» **WHAT TO PRODUCE**: Reproduce, word for word, the passage below about how the House of Dior came to be founded.

» **PASSAGE TO READ**:
It is a preposterous start and yet the House of Dior was founded after advice given by a clairvoyant to the 42 year-old Christian Dior. A dithering adult, a “bland country curate made out of pink marzipan” according to Cecil Beaton, he dabbled in art after attending the famous school of Political Sciences in Paris where the scions of French bourgeoisie pursued studies to become high rank officials of the Republic or prominent lawyers. His more artistic leanings led him to get financially involved in the opening of a gallery with his friend Jacques Bonjean in Paris. His parents reluctantly provided the money for the enterprise that showed the likes of Leonor Fini, Christian Bérard and Picasso, among others. His involvement was short-lived: a series of financial disasters in his father’s business, the death of a brother, followed by that of the mother, ended his gallerist’s life and threw him back to the starting line.
The sweet and nice young man, friend of artists and performers, was diagnosed with tuberculosis in 1934 and spent a year recovering in Ibiza where, with time on his hands, he learned weaving from local craftsmen. A healthy Christian returned to Paris in search of a job, and began doing work as an illustrator. War broke out and his dwindling career faded again against a destiny he could not control.
It was perhaps this stop and start way of being in the world that made him compulsively seek direction with card readers and clairvoyants. And so, after reassurances from his fortune teller, he said yes to Marcel Boussac, a leading businessman and textile industrialist who was searching for a designer to reopen an old couture house. Boussac and Dior could not be more incompatible: a hard driven tycoon and a sensitive artist, both with striking personalities. The success of the enterprise owes a great deal to the skillful handling of Henri Fayol, the liaison between the textile empire of Boussac and Dior.

» **DATA EXCERPTS**:
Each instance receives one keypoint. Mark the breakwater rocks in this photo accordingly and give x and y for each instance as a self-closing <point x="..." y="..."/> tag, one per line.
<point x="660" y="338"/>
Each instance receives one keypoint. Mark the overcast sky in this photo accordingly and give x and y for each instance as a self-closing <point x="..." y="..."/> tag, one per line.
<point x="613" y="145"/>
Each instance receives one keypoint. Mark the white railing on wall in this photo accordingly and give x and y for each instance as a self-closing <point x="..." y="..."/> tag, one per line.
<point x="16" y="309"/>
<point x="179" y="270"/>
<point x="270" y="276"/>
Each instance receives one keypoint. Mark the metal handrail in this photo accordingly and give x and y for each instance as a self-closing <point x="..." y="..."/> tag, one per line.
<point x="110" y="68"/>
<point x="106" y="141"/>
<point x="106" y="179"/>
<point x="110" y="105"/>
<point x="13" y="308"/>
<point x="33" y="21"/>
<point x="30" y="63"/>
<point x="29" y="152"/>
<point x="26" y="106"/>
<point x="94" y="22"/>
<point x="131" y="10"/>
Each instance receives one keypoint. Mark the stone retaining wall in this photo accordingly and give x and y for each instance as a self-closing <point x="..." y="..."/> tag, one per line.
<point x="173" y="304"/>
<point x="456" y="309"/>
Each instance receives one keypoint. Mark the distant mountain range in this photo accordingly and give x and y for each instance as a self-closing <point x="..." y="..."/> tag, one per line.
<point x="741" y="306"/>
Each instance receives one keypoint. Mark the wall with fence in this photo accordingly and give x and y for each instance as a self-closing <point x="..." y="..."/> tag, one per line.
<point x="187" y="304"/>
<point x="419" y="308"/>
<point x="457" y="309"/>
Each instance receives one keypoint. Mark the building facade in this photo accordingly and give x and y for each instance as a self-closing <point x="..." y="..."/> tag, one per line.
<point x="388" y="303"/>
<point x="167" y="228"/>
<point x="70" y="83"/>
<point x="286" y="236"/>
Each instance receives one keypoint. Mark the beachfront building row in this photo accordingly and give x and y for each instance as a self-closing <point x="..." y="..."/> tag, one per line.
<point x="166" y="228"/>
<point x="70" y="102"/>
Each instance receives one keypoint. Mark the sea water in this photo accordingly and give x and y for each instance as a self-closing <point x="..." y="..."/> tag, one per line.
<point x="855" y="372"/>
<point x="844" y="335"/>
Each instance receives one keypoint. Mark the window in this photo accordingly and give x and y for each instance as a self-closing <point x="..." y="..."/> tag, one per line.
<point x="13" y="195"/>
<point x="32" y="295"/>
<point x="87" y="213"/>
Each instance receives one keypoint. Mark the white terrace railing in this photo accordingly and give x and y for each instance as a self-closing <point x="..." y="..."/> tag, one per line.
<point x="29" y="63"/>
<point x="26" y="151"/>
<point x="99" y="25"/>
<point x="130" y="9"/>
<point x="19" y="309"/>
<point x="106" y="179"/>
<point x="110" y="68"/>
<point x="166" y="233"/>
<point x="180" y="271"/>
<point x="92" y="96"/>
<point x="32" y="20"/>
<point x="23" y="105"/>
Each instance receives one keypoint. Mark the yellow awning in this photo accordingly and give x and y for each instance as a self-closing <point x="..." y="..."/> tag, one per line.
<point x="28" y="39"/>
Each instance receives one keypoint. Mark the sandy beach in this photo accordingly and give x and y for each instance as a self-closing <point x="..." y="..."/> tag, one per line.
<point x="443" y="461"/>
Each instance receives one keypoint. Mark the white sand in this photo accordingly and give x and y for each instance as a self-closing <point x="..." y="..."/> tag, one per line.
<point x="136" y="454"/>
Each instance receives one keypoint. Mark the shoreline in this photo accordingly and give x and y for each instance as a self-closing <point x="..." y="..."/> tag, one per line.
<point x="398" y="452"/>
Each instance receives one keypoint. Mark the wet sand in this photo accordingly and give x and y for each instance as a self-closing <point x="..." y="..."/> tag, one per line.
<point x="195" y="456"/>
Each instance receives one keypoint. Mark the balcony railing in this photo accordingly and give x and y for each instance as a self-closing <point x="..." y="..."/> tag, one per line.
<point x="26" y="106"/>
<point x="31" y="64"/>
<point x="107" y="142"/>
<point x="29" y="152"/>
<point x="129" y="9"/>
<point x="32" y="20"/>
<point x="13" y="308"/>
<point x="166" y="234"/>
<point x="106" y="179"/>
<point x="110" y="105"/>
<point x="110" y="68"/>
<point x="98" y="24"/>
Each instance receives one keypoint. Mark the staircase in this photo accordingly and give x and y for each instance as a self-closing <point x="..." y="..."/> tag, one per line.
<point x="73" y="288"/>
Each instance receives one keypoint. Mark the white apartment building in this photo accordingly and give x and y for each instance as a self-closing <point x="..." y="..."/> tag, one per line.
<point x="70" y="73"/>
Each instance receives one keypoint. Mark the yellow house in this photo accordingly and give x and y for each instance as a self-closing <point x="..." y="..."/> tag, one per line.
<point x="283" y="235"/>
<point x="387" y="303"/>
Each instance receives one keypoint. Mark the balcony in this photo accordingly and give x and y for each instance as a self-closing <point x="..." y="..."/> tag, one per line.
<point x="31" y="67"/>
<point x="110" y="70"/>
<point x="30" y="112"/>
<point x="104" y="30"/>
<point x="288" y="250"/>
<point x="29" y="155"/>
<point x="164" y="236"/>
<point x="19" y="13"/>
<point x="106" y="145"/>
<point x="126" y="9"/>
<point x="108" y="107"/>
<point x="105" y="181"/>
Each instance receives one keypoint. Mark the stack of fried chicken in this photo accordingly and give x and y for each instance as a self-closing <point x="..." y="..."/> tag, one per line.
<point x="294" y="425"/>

» **FINAL ANSWER**:
It is a preposterous start and yet the House of Dior was founded after advice given by a clairvoyant to the 42 year-old Christian Dior. A dithering adult, a “bland country curate made out of pink marzipan” according to Cecil Beaton, he dabbled in art after attending the famous school of Political Sciences in Paris where the scions of French bourgeoisie pursued studies to become high rank officials of the Republic or prominent lawyers. His more artistic leanings led him to get financially involved in the opening of a gallery with his friend Jacques Bonjean in Paris. His parents reluctantly provided the money for the enterprise that showed the likes of Leonor Fini, Christian Bérard and Picasso, among others. His involvement was short-lived: a series of financial disasters in his father’s business, the death of a brother, followed by that of the mother, ended his gallerist’s life and threw him back to the starting line.
The sweet and nice young man, friend of artists and performers, was diagnosed with tuberculosis in 1934 and spent a year recovering in Ibiza where, with time on his hands, he learned weaving from local craftsmen. A healthy Christian returned to Paris in search of a job, and began doing work as an illustrator. War broke out and his dwindling career faded again against a destiny he could not control.
It was perhaps this stop and start way of being in the world that made him compulsively seek direction with card readers and clairvoyants. And so, after reassurances from his fortune teller, he said yes to Marcel Boussac, a leading businessman and textile industrialist who was searching for a designer to reopen an old couture house. Boussac and Dior could not be more incompatible: a hard driven tycoon and a sensitive artist, both with striking personalities. The success of the enterprise owes a great deal to the skillful handling of Henri Fayol, the liaison between the textile empire of Boussac and Dior.